> Exercise text:
Finding a Motif in DNA
in Study / Rosalind on Rosalind problem
A problem from rosalind “Bioinformatics Stronghold” category
Rosalind Problem Link- Description
- Given a motif pattern, find the location (first index) of motifs in a given sequence
- Input example
GATATATGCATATACTT
ATAT
- Output example
2 4 10
Biological Background
- Motif : a commonly shared interval (pattern) of DNA. A important task in molecular biology is to search an organism’s genome for a known motif.
My Solution 1
- Boyer-Moore Algorithm
def preProcessingBCR(pattern):
res = {}
nucleotides = ["A", "G", "C", "T"]
for nt in nucleotides:
res[nt] = -1
for i in range(len(pattern)):
res[pattern[i]] = i
return res
def preProcessingGCR(pattern):
bpos = [0] * (len(pattern) + 1)
shift = [0] * (len(pattern) + 1)
i = len(pattern)
j = len(pattern) + 1
bpos[i] = j
while i > 0:
while j <= len(pattern) and pattern[i - 1] != pattern[j - 1]:
if shift[j] == 0:
shift[j] = j - i
j = bpos[j]
i -= 1
j -= 1
bpos[i] = j
i = bpos[0]
for j in range(len(pattern)):
if shift[j] == 0:
shift[j] = i
if j == i:
i = bpos[j]
return shift
def search(seq, pattern):
BCR_dictionary = preProcessingBCR(pattern)
GCR_shift = preProcessingGCR(pattern)
i = 0
res = []
while i <= len(seq) - len(pattern):
j = len(pattern) - 1
while j >= 0 and pattern[j] == seq[i + j]:
j -= 1
if j < 0:
res.append(i)
i += GCR_shift[0]
else:
i += max(GCR_shift[j + 1], j - BCR_dictionary[seq[i + j]])
return res
file_name = input()
f = open(file_name, 'r')
Seq = f.readline()
Motifs = f.readline()
res_index = search(Seq[:-1], Motifs[:-1])
for i in res_index:
print(i + 1, end=" ")
My Solution 2
- Regular Expression with Lookahead Assertion
import re
file_name = input()
f = open(file_name, 'r')
Seq = f.readline()[:-1]
Motifs = "(?=" + f.readline()[-1] + ")"
compiled = re.compile(Motifs)
it = compiled.finditer(Seq)
for i in it:
print(i.span()[0] + 1, end= " ")
- Simple code : RE > Boyer-Moore
- Fast : RE < Boyer-Moore

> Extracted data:

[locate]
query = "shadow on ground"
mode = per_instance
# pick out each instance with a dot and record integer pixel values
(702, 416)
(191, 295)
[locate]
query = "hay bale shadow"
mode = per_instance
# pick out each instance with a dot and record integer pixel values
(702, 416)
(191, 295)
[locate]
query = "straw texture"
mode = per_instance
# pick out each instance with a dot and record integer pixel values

---

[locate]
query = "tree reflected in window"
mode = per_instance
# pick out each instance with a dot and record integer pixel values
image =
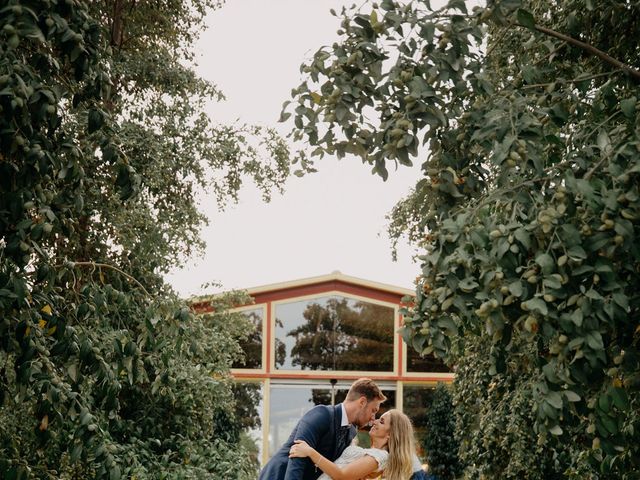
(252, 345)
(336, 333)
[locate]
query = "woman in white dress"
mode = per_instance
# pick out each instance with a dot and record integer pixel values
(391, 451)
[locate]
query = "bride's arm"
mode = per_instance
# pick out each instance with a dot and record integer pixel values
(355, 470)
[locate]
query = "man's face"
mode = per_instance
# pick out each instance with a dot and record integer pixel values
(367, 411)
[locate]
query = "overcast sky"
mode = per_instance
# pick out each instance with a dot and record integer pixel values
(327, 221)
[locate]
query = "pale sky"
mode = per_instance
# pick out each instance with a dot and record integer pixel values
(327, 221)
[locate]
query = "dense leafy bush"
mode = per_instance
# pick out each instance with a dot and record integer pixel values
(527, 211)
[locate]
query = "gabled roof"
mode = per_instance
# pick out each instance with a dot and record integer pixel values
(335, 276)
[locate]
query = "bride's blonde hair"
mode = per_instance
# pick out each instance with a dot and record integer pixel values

--

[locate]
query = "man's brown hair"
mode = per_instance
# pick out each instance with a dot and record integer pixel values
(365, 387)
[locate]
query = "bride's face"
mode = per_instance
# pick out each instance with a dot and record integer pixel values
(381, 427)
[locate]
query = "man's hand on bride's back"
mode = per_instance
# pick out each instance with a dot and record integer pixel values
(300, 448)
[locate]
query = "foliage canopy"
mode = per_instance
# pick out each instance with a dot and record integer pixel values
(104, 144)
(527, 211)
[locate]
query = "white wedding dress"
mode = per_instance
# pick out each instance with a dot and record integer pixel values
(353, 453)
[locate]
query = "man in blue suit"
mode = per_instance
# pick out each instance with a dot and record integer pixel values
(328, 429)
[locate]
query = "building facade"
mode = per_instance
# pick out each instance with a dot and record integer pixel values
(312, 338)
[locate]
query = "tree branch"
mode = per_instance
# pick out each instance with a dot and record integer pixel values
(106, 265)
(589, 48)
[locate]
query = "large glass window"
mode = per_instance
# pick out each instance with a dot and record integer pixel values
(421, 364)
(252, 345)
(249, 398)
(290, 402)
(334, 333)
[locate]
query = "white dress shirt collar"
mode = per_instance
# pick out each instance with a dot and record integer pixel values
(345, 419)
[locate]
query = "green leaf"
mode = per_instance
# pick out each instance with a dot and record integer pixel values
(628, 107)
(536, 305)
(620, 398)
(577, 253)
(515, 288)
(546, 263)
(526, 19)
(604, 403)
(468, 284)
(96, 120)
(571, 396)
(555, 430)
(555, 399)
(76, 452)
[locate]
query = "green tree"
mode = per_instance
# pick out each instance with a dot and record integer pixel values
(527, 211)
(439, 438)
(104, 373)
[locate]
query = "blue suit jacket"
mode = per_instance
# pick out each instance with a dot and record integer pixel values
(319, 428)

> Problems to work on:
A. Write out the part of the DNA motif page that begins at the words "My Solution 1" and stops after "i = len(pattern)".
B. Please list the names of all functions defined with "def" in the DNA motif page.
The data is not needed here.

> Solutions by task:
A.
My Solution 1
- Boyer-Moore Algorithm
def preProcessingBCR(pattern):
res = {}
nucleotides = ["A", "G", "C", "T"]
for nt in nucleotides:
res[nt] = -1
for i in range(len(pattern)):
res[pattern[i]] = i
return res
def preProcessingGCR(pattern):
bpos = [0] * (len(pattern) + 1)
shift = [0] * (len(pattern) + 1)
i = len(pattern)

B. preProcessingBCR, preProcessingGCR, search